Entries provided:
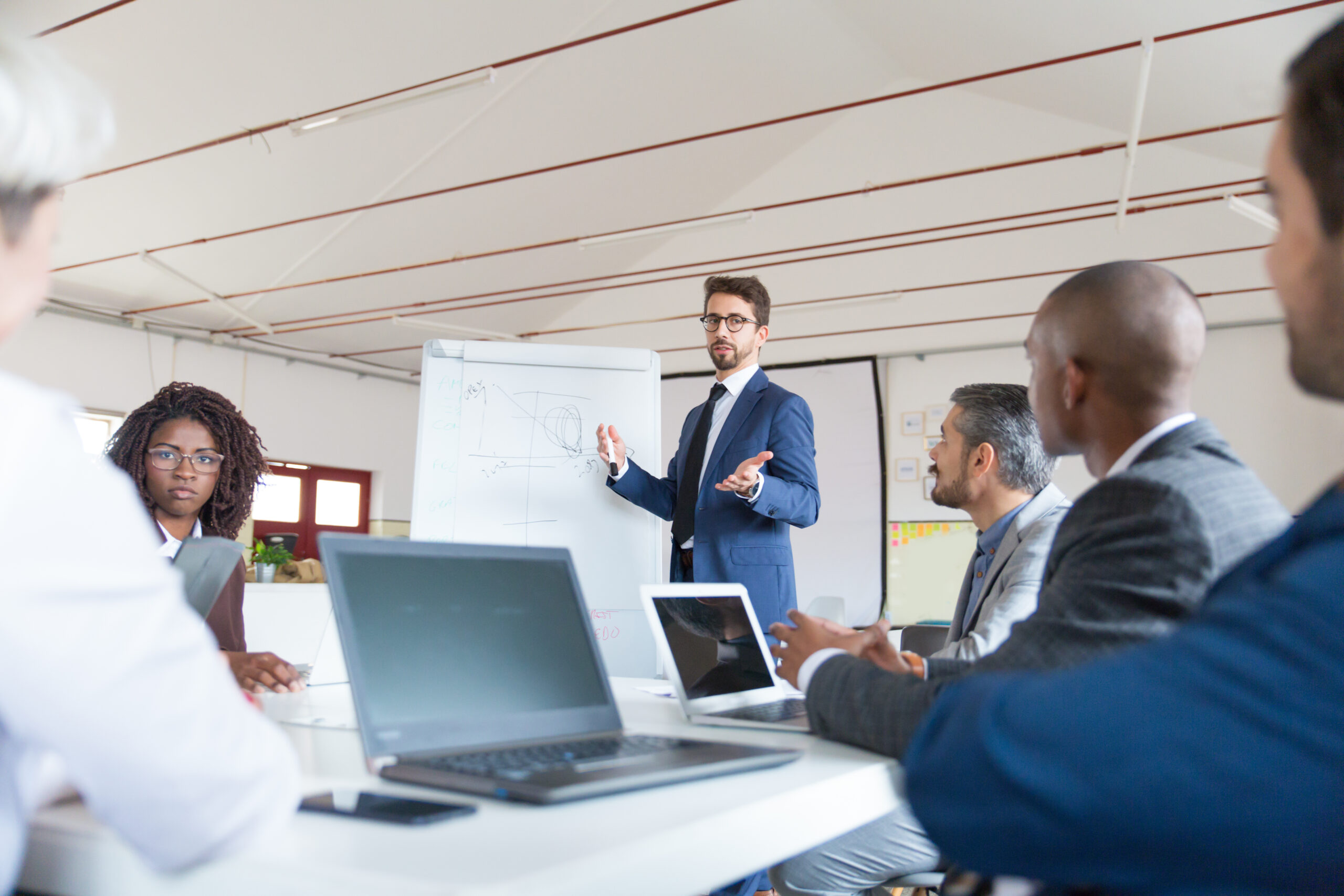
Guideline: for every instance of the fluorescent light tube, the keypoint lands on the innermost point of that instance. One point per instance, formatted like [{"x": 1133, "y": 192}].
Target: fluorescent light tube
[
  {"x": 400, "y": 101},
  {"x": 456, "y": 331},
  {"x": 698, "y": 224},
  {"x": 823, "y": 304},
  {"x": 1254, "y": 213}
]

Action item: Copy the data precisely. Skip every picture.

Response area:
Guideline: for every instance of the fluorescent light tube, the keypoint lands on the innermost point of that instance. One point per instance, formatted like [{"x": 1133, "y": 192}].
Target: fluorescent light tube
[
  {"x": 400, "y": 101},
  {"x": 456, "y": 331},
  {"x": 698, "y": 224},
  {"x": 823, "y": 304},
  {"x": 1254, "y": 213}
]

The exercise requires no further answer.